[Dataset rows]

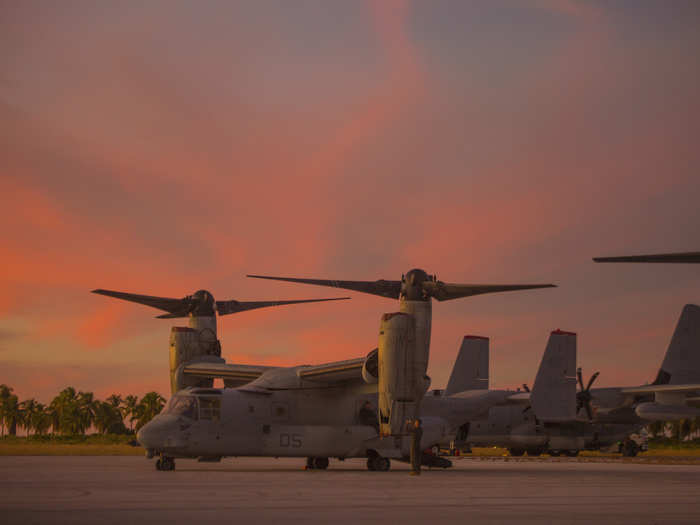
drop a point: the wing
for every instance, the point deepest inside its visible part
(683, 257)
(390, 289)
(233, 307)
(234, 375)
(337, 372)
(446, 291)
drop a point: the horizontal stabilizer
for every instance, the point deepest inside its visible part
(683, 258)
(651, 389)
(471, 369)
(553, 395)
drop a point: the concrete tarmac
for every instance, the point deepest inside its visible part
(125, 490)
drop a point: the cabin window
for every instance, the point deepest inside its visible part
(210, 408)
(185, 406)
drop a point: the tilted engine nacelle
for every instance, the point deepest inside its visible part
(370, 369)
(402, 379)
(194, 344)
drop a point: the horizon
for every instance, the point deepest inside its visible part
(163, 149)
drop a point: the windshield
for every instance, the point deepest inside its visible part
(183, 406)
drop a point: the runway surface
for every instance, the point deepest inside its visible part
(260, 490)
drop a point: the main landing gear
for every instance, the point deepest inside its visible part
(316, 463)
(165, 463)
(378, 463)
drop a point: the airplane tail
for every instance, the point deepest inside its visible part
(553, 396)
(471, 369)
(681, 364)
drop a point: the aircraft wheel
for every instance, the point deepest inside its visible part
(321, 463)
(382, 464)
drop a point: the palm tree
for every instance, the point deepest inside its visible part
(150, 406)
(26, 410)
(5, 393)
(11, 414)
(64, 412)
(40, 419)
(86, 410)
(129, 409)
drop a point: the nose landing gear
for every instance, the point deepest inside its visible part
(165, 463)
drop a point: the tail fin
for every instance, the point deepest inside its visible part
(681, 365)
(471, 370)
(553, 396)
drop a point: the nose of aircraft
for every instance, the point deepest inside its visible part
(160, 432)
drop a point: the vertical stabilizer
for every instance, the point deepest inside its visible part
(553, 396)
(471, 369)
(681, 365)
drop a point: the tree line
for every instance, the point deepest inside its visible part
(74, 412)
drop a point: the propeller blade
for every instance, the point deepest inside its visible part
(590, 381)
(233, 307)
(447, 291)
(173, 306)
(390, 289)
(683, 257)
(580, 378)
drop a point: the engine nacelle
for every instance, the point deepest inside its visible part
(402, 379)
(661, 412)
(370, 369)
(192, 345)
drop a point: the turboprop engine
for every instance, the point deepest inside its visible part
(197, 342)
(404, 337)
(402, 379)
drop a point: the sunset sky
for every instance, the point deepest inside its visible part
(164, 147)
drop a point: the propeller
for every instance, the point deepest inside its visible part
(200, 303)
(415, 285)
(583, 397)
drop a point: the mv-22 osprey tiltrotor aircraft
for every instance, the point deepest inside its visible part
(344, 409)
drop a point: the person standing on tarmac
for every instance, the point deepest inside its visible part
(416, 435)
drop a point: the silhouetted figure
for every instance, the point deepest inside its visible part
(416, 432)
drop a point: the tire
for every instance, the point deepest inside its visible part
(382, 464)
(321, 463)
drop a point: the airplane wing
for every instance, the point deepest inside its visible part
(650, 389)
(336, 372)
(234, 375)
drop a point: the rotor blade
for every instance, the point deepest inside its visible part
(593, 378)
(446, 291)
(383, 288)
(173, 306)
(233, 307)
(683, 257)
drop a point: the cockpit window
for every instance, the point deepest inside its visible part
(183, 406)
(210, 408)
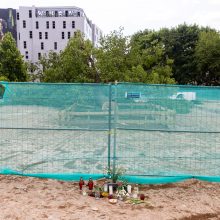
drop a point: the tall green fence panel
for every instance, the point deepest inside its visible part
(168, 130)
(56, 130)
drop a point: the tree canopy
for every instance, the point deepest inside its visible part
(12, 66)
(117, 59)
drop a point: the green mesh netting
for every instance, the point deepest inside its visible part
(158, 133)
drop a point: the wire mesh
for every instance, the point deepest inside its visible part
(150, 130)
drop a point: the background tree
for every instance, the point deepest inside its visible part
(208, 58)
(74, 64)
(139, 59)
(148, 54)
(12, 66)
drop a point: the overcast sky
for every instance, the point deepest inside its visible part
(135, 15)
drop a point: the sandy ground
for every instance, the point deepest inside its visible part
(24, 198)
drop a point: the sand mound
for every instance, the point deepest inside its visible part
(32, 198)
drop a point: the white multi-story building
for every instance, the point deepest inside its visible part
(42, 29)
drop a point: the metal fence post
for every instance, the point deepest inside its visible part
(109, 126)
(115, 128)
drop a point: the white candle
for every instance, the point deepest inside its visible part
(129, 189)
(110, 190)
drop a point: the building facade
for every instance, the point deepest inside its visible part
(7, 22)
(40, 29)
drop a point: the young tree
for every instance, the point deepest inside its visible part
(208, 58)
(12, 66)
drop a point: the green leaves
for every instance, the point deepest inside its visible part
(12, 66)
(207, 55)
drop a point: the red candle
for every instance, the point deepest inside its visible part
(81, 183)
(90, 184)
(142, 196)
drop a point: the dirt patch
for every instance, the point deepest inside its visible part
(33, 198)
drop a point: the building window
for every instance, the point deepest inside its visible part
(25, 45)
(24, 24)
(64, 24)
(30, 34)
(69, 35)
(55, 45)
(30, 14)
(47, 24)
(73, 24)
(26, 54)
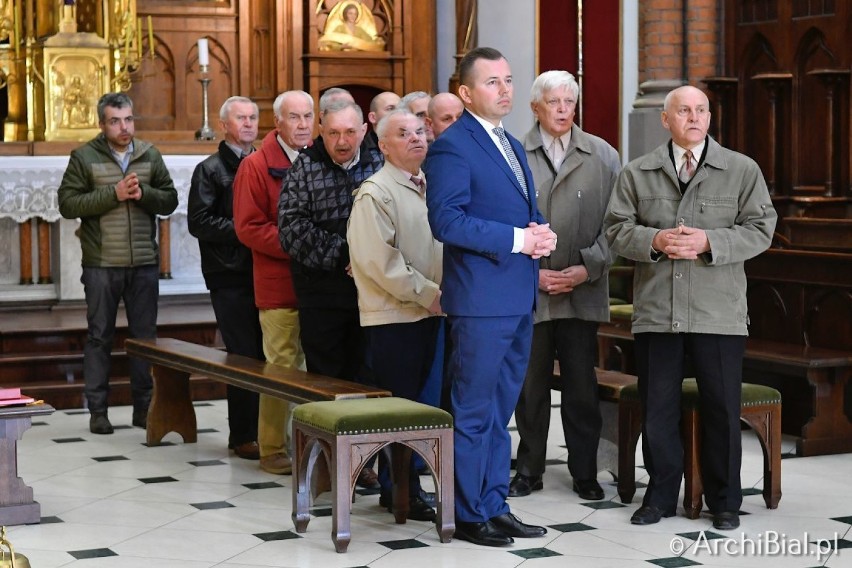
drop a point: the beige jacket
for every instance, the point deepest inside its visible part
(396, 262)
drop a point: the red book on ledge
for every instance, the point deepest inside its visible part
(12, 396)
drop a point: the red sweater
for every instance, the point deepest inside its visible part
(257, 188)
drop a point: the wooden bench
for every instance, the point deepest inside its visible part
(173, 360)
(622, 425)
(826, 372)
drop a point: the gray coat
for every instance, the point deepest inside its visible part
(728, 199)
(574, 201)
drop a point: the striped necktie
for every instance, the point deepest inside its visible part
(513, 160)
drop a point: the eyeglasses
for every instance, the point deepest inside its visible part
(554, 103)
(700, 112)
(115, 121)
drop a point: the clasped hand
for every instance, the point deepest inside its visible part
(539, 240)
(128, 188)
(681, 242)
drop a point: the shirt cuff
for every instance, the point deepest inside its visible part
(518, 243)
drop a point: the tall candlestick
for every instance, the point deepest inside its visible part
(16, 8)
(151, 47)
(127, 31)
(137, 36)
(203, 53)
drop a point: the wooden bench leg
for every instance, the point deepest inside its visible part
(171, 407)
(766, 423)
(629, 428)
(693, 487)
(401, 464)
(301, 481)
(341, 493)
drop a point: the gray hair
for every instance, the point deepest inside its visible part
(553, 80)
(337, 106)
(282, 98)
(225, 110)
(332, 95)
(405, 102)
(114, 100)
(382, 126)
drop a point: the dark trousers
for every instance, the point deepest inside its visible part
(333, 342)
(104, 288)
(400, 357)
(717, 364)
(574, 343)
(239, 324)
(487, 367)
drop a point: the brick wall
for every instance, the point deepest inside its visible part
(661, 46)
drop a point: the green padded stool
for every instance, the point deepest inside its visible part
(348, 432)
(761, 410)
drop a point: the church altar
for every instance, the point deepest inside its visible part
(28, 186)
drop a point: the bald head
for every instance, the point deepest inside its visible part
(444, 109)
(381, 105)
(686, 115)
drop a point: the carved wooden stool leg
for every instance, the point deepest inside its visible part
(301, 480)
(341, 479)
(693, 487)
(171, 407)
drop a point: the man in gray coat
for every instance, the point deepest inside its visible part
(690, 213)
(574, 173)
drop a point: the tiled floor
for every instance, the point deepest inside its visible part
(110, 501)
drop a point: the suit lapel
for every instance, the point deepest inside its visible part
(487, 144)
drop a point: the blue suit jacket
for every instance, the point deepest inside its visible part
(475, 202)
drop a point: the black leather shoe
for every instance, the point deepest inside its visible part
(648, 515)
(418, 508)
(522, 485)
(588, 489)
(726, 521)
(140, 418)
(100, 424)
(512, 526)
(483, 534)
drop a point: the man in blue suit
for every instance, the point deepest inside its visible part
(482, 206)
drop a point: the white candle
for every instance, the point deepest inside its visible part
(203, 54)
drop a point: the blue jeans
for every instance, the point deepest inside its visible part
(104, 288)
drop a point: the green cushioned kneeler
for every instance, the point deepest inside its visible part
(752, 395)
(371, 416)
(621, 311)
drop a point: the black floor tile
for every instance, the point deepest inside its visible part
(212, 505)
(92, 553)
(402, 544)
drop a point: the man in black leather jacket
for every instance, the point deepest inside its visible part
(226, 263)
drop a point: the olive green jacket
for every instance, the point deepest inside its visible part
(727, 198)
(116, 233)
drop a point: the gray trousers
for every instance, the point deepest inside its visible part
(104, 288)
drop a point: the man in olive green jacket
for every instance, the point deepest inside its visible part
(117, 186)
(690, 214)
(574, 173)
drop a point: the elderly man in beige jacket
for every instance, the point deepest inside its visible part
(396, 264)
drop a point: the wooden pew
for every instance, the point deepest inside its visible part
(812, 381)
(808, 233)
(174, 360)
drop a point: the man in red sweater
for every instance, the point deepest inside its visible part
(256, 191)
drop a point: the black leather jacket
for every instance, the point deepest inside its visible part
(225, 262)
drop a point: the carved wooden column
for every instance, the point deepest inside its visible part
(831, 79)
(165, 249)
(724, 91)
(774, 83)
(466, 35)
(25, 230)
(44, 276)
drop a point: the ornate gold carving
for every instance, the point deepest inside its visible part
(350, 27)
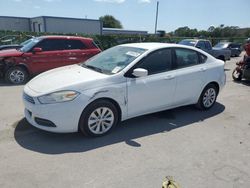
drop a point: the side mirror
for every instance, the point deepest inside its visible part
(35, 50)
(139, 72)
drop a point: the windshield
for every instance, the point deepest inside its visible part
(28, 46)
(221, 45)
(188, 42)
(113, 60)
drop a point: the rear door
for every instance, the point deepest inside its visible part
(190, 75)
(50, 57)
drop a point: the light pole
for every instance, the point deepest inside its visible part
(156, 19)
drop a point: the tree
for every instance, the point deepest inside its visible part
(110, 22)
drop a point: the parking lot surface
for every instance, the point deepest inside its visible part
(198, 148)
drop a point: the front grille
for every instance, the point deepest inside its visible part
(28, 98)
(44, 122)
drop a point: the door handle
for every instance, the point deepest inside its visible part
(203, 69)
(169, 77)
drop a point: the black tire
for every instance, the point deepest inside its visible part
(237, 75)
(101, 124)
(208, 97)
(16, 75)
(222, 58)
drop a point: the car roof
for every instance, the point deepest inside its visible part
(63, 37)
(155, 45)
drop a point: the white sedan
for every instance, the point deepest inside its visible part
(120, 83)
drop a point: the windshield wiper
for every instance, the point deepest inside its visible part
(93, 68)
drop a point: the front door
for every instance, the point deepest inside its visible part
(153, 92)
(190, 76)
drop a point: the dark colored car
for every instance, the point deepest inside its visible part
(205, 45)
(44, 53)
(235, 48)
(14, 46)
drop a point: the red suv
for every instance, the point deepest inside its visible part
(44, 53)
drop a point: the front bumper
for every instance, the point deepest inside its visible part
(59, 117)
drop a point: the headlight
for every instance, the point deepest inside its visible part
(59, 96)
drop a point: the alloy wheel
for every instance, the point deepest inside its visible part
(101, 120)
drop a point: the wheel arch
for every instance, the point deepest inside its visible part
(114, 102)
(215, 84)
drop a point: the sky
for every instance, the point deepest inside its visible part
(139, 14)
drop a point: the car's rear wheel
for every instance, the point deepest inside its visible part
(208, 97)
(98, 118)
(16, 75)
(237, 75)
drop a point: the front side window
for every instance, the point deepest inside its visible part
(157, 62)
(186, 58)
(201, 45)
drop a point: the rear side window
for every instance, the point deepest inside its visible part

> [Set task]:
From the line that contains "drop a point: the black tire" down to the last line of the listing above, repeat each line exactly, and include nothing else.

> [Correct output]:
drop a point: the black tire
for every instance, the point deepest inside its visible part
(237, 75)
(101, 124)
(208, 97)
(16, 75)
(222, 58)
drop a point: the car roof
for every instance, the point deepest inside its visible part
(63, 37)
(155, 45)
drop a point: the white sedan
for every instance, the point deepest inside its visible part
(120, 83)
drop a point: the windshield wiper
for every instance, the point deepest inside its visible part
(93, 68)
drop a point: the front door
for every instance, the point deepest inside its visible part
(153, 92)
(190, 76)
drop a point: the dark colored car
for every instance, the point deepest inside its visible part
(205, 45)
(44, 53)
(235, 48)
(14, 46)
drop a point: the red suv
for every instance, the point deepest inside its visible part
(44, 53)
drop a point: the front bumper
for every instance, the point deepest inside its visible part
(59, 117)
drop a point: the headlight
for every instance, the point deepest inside its visible part
(59, 96)
drop a point: the alloy wheel
for every instance, the point deepest inside its visible part
(101, 120)
drop a point: the wheel arch
for every instance, the point deepest inside its visible part
(114, 102)
(215, 84)
drop a point: the sky
for every instance, the point deepest inside its visible part
(139, 14)
drop a point: the car's rear wheel
for every instance, the point deepest inside its visible part
(208, 97)
(98, 118)
(16, 75)
(237, 75)
drop a point: the front side window
for every instance, the point deepest inside its visible part
(157, 62)
(186, 58)
(201, 45)
drop a point: the rear side window
for every instance, the point deepest inside its visible part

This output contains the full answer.